[Records from a dataset]
--- BEGIN ---
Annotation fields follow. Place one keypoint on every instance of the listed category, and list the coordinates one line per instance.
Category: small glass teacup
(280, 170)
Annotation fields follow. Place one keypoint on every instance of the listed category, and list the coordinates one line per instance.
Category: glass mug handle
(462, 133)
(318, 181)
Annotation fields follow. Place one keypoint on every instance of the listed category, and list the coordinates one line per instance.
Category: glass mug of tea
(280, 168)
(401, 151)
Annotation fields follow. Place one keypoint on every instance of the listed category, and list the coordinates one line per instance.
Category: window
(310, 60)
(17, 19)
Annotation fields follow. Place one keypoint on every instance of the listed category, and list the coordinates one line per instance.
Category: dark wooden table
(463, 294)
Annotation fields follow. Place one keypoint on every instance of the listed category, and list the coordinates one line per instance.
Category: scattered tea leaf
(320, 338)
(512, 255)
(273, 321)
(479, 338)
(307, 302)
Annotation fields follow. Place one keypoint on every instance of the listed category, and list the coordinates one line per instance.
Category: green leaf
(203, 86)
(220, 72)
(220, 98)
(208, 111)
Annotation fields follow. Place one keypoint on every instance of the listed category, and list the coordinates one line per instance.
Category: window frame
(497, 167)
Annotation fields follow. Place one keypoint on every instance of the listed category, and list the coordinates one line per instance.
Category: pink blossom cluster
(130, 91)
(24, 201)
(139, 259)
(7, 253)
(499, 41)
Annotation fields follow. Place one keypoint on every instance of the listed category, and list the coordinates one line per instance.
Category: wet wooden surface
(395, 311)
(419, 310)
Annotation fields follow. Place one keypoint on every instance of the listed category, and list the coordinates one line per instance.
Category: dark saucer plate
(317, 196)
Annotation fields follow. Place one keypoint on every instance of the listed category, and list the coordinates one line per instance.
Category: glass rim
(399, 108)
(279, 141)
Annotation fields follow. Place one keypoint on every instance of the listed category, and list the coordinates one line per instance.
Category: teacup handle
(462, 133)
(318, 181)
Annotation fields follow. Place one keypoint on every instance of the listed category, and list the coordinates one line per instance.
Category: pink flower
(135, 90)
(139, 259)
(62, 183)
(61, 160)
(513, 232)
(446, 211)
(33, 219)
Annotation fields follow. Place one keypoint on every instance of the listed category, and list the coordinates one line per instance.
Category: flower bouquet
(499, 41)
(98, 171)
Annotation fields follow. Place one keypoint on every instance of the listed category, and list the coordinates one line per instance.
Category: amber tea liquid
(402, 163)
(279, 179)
--- END ---
[TO BE DONE]
Which lines in the listing above contain the word "window"? Gather all of them and copy each line in full.

[ANSWER TO THE TASK]
Category: window
Category: window frame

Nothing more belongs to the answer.